__SET EXERCISE__
In the personal essay about a long period of darkness, what crawled into the writer's bed and bit them on the same July day as the doctor's visit?

__EXTRACTED TEXT__
— START —

The same day in July that I walked away from the doctors office feeling like I had a handle on my asthma a centipede crawled into my bed and bit me in a very private place. That’s when the dizzy spells started. I tried to fight it. A futile effort fueled by pride and stubbornness. In the end I gave up and retired to my bed.
It was dark times. The walk from my bed to the fridge felt perilous. I became fully engulfed in the darkness. I couldn’t come up with a plan to come out. So I stayed there.
I spent my days in death’s waiting room; my nights were filled with with fever dreams and cold sweats. I stayed there.
I didn’t know how long this darkness would last. I couldn’t hold a conversation. Nothing made sense. When I looked in the mirror a stranger stared back at me. Eventually I stopped fighting the darkness. For the first time in my life I stopped trying to take care of everything. I stopped worrying about being able to take care of myself. I stopped trying to solve my problems. I embraced the darkness.
My days and nights were spent in bed. The wheels didn’t turn in my head. I went deep into my heart, deeper even into my soul. There i met sadness. Deep crushing sadness. The collective sadness of my ancestors. Sadness of a childhood spent in poverty. Sadness of going to bed hungry and waking up hungry. Sadness of a father who didn’t love me enough to be there. Sadness for love lost. Sadness for fighting to survive. Sadness for being too tired to fight. Sadness for loving so hard then having it all thrown back in your face. So much sadness.
There I stayed sad and alone; surrounded by darkness. No one came to pull me out. Every ounce of my being hurt: body, soul, mind, breath. I wept inside and outside; trying to wring the sadness from my soul. Every ounce of sadness I got rid of was replaced threefold. Dark, sad and alone.
I stayed so long in the sadness that it became my friend. It wrapped its cold dark hands around me and comforted me. It didn’t promise to make anything better. It didn’t promise to make me stronger. It simply said I am here. The darkness once heavy and oppressive became light and comforting. It’s a part of me now. I carry it every where I go. In a quiet moment you may see my darkness. Do not be afraid. It means you no harm. It is mine. I carry it alone.

— END —

__SOURCE EXCERPT__

— START —

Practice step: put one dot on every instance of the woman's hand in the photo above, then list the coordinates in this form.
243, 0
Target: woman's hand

— END —

__RESPONSE__
A centipede.